TASKS AND EXERCISES =
[A] Can you turn the paragraph that begins "How about you do a google search" in the bait price thread into a short list that keeps its main facts?
[B] Could you carry the bait price thread forward from the point where it stops?

>> START SOURCE PASSAGE

# Bait Price Gouging



## Eclipse1139 (Sep 26, 2019)

Fred's in Waldorf 20.00 for blood worms .Always using gas as an excuse.Its called gouging.I only buy from mom and pop places not places like freds


----------



## retired (Oct 20, 2016)

Eclipse1139 said:


> Fred's in Waldorf 20.00 for blood worms .Always using gas as an excuse.Its called gouging.I only buy from mom and pop places not places like freds


 They were 25 a bag in OBX last Fall.........ONLY thing I could get a pomp to hit as well.


----------



## DaBig2na (Aug 7, 2011)

Eclipse1139 said:


> Fred's in Waldorf 20.00 for blood worms .Always using gas as an excuse.Its called gouging.I only buy from mom and pop places not places like freds


How about you do a google search and see what 10 dozen blood worms cost shipped in from Maine? Try Bloodworms for sale and then Buy Live Bloodworms online..... the only place they come from is Maine and the harvesters only get a few hours per day to find them because of tides... . Here is a link to get you started. Worms have to be shipped Fed Ex overnight...Shipping is expensive. You will be quite surprised to find that the business youre slamming makes little profit on them.








Live Bloodworms


Saltwater fishing bait. Fish with Bloodworms.



www.wormman.com


----------



## retired (Oct 20, 2016)

>> END SOURCE PASSAGE
>> START DATA SHOWN

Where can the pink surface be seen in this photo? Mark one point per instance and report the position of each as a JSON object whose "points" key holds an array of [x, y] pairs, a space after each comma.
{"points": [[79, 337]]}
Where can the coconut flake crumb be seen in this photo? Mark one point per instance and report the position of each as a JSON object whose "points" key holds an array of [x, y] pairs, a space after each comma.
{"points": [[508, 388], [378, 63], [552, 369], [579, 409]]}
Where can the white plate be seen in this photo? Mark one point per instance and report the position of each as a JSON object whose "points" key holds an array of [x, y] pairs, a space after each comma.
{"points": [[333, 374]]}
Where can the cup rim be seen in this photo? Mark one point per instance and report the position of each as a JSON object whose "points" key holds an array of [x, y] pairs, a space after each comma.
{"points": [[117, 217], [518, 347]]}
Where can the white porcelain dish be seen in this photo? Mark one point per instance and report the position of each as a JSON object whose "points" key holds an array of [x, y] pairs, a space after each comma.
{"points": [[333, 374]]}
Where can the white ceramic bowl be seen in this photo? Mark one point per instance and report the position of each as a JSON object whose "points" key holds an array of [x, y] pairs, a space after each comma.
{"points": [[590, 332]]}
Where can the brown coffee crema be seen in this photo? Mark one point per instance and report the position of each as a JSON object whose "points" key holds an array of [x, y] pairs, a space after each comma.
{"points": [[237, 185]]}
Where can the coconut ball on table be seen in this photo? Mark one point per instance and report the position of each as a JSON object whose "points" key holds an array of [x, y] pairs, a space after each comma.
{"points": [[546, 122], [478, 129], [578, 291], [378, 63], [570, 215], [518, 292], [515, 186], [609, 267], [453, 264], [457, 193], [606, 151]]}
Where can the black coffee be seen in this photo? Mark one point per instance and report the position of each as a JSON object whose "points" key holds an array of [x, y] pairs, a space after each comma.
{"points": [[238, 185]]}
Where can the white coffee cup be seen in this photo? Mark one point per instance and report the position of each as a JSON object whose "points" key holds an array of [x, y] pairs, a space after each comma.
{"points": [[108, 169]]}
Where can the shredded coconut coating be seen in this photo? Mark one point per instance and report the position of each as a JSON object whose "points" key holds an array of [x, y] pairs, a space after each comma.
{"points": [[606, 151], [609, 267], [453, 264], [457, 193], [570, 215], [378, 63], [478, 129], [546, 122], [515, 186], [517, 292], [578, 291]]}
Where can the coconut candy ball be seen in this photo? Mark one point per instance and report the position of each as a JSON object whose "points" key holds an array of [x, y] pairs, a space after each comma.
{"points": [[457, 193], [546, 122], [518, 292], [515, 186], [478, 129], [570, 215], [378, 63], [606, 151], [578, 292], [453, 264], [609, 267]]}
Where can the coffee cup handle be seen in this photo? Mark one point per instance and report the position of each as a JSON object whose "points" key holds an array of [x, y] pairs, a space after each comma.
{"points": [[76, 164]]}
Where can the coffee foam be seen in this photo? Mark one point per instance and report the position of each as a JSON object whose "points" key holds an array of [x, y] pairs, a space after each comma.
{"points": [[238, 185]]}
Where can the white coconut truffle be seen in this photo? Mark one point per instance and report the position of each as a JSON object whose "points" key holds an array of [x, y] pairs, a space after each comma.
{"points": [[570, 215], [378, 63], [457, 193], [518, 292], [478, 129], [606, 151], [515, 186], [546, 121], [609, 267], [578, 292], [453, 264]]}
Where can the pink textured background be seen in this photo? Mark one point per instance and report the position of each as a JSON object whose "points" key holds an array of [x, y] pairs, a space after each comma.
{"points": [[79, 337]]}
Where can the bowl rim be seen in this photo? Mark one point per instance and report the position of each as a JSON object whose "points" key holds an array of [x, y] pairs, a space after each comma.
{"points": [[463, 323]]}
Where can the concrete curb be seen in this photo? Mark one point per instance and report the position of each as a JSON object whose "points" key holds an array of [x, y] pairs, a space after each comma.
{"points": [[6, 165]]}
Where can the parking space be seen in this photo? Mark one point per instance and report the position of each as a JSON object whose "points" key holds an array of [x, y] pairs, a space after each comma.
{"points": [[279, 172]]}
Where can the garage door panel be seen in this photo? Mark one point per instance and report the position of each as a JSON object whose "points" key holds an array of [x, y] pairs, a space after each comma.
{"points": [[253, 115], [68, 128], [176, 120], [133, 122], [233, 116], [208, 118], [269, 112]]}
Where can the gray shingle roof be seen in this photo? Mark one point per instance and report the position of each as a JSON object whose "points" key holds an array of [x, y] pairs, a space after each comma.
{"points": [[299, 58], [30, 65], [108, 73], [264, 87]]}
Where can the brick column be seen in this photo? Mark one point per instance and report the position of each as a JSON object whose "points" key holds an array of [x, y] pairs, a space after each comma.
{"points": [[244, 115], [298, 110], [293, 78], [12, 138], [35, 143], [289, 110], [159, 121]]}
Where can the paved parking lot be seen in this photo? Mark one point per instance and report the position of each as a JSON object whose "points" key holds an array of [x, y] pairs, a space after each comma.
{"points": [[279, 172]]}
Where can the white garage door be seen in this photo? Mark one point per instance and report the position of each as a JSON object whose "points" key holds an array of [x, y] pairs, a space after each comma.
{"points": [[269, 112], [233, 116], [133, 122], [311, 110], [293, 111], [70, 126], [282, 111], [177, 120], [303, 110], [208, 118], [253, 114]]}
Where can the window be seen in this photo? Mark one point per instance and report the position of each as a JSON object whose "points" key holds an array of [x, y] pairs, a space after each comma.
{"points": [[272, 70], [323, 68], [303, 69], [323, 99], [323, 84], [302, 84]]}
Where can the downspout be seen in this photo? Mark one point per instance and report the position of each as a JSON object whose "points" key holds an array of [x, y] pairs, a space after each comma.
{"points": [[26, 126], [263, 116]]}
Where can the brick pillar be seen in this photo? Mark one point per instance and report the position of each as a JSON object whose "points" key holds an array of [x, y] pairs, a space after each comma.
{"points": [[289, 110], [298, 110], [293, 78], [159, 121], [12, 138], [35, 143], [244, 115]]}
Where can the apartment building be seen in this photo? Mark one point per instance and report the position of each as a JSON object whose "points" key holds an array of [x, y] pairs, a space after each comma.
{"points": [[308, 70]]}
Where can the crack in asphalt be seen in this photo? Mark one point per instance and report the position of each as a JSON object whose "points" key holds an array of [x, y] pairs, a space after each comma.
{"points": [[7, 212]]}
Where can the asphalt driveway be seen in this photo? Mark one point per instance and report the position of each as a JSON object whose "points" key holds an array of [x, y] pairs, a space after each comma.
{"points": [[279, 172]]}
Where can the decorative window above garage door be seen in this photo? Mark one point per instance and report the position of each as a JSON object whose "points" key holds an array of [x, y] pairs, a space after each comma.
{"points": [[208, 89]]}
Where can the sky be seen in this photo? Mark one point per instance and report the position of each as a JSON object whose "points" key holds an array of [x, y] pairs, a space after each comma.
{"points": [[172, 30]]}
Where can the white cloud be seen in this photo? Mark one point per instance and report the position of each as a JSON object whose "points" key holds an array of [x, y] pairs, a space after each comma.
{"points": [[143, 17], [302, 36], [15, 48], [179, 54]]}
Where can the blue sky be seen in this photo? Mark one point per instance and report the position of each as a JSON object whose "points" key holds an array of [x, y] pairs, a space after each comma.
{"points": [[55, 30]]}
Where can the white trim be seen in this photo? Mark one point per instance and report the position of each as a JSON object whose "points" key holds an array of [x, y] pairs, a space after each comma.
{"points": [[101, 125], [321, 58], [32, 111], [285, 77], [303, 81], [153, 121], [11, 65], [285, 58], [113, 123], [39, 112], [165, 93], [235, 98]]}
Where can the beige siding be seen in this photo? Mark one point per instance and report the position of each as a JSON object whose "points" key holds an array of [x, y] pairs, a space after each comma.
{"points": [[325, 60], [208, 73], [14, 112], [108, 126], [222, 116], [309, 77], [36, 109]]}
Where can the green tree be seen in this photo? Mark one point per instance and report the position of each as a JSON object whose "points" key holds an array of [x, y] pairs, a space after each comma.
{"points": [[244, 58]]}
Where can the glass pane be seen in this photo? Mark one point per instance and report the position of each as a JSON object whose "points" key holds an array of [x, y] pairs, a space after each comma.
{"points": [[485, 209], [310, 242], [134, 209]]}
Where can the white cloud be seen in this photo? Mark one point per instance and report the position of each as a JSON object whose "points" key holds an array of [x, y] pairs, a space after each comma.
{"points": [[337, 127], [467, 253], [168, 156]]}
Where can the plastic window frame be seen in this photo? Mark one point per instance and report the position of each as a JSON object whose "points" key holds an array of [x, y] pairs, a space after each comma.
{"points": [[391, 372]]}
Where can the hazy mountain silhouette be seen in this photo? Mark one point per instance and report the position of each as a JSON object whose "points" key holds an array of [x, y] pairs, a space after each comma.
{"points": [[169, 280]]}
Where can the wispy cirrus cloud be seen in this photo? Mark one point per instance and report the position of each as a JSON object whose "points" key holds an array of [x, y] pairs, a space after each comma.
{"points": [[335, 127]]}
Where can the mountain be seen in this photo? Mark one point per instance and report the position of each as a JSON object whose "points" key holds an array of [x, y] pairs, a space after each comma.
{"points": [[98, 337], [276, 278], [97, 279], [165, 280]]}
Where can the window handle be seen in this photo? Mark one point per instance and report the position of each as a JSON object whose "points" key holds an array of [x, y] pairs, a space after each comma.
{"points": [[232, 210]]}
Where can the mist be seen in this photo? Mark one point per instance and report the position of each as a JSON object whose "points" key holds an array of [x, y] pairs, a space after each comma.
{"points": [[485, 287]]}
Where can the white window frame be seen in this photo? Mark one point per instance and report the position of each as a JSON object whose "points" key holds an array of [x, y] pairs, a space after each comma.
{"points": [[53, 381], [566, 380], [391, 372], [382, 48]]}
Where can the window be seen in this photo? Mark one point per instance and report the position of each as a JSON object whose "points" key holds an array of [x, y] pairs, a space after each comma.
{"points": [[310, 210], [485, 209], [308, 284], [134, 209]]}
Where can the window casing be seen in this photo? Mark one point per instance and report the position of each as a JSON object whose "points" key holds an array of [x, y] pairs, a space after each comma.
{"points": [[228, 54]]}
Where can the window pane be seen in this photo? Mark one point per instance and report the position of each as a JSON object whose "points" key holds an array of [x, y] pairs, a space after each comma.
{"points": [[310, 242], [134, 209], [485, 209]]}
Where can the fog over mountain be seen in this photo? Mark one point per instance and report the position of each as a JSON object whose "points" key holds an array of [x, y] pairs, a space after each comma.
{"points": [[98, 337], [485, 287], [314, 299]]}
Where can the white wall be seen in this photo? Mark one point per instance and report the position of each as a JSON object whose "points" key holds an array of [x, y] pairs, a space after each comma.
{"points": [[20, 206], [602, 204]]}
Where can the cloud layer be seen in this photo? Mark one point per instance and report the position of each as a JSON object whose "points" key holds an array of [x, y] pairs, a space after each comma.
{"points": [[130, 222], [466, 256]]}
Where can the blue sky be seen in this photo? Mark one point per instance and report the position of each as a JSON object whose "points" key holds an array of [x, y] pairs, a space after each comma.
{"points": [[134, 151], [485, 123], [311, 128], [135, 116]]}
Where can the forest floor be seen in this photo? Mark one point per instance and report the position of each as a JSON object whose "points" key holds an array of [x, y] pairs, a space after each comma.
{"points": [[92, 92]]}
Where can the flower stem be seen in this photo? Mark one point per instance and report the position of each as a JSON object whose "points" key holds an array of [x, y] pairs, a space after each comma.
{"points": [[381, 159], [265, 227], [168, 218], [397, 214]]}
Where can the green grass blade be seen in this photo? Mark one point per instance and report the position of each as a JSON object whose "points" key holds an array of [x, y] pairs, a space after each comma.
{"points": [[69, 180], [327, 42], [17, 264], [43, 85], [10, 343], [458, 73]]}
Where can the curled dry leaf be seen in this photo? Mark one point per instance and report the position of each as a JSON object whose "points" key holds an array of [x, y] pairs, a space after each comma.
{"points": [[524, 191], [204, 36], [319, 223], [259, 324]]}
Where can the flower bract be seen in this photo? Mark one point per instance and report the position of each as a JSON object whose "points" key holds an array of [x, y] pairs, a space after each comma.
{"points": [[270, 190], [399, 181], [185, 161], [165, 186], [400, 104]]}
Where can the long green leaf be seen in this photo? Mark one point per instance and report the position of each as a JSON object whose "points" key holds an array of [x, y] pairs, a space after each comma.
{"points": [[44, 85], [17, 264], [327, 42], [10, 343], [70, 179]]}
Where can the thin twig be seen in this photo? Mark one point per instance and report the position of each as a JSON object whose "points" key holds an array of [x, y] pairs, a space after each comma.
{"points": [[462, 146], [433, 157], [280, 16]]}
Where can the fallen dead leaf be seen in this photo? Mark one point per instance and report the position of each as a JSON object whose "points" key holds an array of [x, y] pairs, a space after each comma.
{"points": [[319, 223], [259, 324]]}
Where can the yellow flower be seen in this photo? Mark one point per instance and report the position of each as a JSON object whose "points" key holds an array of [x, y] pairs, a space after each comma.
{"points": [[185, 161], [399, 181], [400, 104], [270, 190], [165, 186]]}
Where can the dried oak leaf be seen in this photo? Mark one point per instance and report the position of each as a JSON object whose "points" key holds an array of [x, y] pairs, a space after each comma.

>> END DATA SHOWN

RESULTS =
[A]
- Search online for what 10 dozen bloodworms cost shipped from Maine (try "Bloodworms for sale" and "Buy Live Bloodworms online"); a link is given to start.
- Bloodworms come only from Maine.
- Because of the tides, harvesters get only a few hours a day to find them.
- The worms must go Fed Ex overnight, and shipping is expensive.
- The business being criticized makes little profit on them.

[B]
One thing this thread did make me do was investigate something I really never had. I'll buy some (bloodworms) locally again but I hope to try a few things differently this year. I bought 4 bags in 2 weeks last year. With the much longer stay this year coming up I can't stomach spending that much again. That's not knocking the bloodworm industry, its just economics.


----------



## Danta (Sep 22, 2015)

West marine in Solomon island. $12 dollars last year. Fred’s always been high an hell. I don’t buy anything from them. Tackle box in Lexington park had decent prices last year.


----------



## Eclipse1139 (Sep 26, 2019)

Danta said:


> West marine in Solomon island. $12 dollars last year. Fred’s always been high an hell. I don’t buy anything from them. Tackle box in Lexington park had decent prices last year.


Well the business I slammed and will continue to slam for gouging is in fact gouging.Funny though a good business called the tackle box has the same price as last year 15.00 and believe me theyll get my business from now on


----------



## retired (Oct 20, 2016)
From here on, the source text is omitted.